Object detection data ::
## Begin
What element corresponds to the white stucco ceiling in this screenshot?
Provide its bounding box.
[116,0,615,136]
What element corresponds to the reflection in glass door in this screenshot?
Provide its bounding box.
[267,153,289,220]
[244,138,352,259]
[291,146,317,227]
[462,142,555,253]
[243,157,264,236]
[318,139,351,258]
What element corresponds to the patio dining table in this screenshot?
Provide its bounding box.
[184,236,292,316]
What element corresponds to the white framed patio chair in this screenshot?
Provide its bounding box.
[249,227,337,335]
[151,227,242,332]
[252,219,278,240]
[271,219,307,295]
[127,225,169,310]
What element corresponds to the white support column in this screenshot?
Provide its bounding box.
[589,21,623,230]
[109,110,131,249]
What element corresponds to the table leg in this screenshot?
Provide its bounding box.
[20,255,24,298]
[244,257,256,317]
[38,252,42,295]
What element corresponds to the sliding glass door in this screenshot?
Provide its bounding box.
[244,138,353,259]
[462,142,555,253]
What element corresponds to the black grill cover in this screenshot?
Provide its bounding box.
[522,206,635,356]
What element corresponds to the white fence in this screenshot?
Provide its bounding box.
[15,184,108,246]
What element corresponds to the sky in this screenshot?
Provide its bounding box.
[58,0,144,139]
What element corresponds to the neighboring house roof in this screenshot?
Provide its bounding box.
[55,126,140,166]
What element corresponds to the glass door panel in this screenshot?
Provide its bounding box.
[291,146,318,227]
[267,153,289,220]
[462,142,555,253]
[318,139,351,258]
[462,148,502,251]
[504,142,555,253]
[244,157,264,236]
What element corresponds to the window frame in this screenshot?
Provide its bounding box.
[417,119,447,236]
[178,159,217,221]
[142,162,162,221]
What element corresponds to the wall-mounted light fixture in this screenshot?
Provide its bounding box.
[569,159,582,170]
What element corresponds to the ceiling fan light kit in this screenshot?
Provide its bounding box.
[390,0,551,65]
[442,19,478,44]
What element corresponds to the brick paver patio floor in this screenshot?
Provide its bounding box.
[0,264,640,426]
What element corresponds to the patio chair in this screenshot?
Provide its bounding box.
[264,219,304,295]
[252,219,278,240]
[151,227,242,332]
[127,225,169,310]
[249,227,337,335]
## End
Work to complete ::
Repeat all of the records above exactly as written.

Complete output ::
What element corresponds to the white stucco ceiling in this screenshot?
Provide its bounding box.
[116,0,615,136]
What element corresponds to the reflection in glass door in this screenshot?
Provide its bounding box.
[267,153,289,220]
[244,138,352,259]
[291,146,317,227]
[462,142,555,253]
[243,157,264,236]
[318,139,351,258]
What element corresponds to the patio dining table in this screenshot?
Provide its bounding box.
[184,236,292,316]
What element corresponds to the white framed patio chair in this screenshot?
Provide its bounding box.
[249,227,337,335]
[151,227,242,332]
[252,219,278,240]
[271,219,307,295]
[127,225,169,310]
What element corresponds to the white support column in this screenshot?
Provide its bounding box.
[589,21,623,230]
[109,110,131,249]
What element corresponds to the table leg in this screenshot?
Provide its bounding box.
[20,255,24,298]
[244,257,256,317]
[38,252,42,295]
What element corresponds to the sliding glass door in this screenshot?
Provide its bounding box.
[244,138,353,259]
[462,142,555,253]
What element corresponds to the black grill cover in this screenshot?
Provide its bounding box.
[522,206,635,356]
What element corresponds to the white fence in this screenshot?
Provide its bounding box.
[15,184,108,246]
What element corresponds to the sky in this screenshot?
Provide its bounding box.
[58,0,144,139]
What element corresponds to the neighboring house roof in this screenshot?
Provide its bounding box.
[55,126,140,166]
What element corresponds to the glass door panel in this screenshot?
Provide its bounding box.
[291,146,318,227]
[267,153,289,220]
[462,142,555,253]
[318,139,351,258]
[462,148,502,251]
[504,142,555,253]
[244,157,264,236]
What element corresponds to the window frame in this screenshot?
Provide its bounding box.
[417,119,447,236]
[178,159,217,221]
[142,162,162,221]
What element corresponds to the wall-mounted light fixture in this screenshot?
Provide its bounding box.
[569,159,582,170]
What element corresponds to the ceiling fan light kit in this screenshot?
Provide its bounding box.
[390,0,551,65]
[442,19,478,44]
What element corresponds to the brick paver patio floor in this screenshot?
Provide its bounding box.
[0,264,640,426]
What element corresponds to the patio chair in this screenshot?
Provide its bounding box.
[264,219,304,295]
[252,219,278,240]
[151,227,242,332]
[127,225,169,310]
[249,227,337,335]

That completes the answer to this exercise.